Data entries
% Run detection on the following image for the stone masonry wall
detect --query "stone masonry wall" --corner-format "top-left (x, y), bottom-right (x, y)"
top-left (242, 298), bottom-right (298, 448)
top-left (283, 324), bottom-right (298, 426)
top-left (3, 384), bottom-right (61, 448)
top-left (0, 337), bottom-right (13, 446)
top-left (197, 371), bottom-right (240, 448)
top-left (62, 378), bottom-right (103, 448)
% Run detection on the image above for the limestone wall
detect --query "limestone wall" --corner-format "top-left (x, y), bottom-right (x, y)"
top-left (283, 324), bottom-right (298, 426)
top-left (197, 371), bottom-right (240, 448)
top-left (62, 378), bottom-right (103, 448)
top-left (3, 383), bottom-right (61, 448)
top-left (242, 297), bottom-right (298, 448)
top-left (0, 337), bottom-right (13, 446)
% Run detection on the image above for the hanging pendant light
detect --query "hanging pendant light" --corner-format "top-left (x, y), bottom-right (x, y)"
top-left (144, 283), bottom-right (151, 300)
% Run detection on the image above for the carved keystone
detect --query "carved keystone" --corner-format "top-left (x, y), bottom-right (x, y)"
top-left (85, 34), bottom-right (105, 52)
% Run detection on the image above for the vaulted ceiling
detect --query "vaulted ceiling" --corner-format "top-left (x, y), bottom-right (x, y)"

◆ AIM ◆
Rewrite every line of the data above, request lines included, shifting each number in the corner coordinates of the answers up by 74.

◆ COMPLETE ANSWER ◆
% Run detection on the following image for the stone masonry wall
detect --query "stone masonry wall" --corner-format "top-left (x, y), bottom-right (x, y)"
top-left (316, 372), bottom-right (372, 522)
top-left (357, 398), bottom-right (372, 500)
top-left (77, 458), bottom-right (135, 522)
top-left (74, 411), bottom-right (87, 520)
top-left (271, 445), bottom-right (314, 522)
top-left (136, 452), bottom-right (177, 522)
% Run detection on the image above for the limestone wall
detect --query "limestone wall" --corner-format "top-left (x, y), bottom-right (x, y)"
top-left (357, 398), bottom-right (372, 500)
top-left (271, 445), bottom-right (314, 522)
top-left (136, 452), bottom-right (177, 522)
top-left (77, 457), bottom-right (135, 522)
top-left (316, 371), bottom-right (372, 522)
top-left (74, 411), bottom-right (87, 520)
% Run detection on the image above for the hanging pendant light
detect --query "hanging pendant light" --corner-format "top-left (x, y), bottom-right (x, y)"
top-left (218, 357), bottom-right (225, 374)
% Run detection on the image above for the carved keystone
detect --query "carved keystone" --corner-format "top-left (x, y), bottom-right (x, y)"
top-left (159, 108), bottom-right (179, 126)
% Run detection on the image above for the vaulted ceiling
detect --query "vaulted ceiling" --corner-format "top-left (x, y), bottom-right (x, y)"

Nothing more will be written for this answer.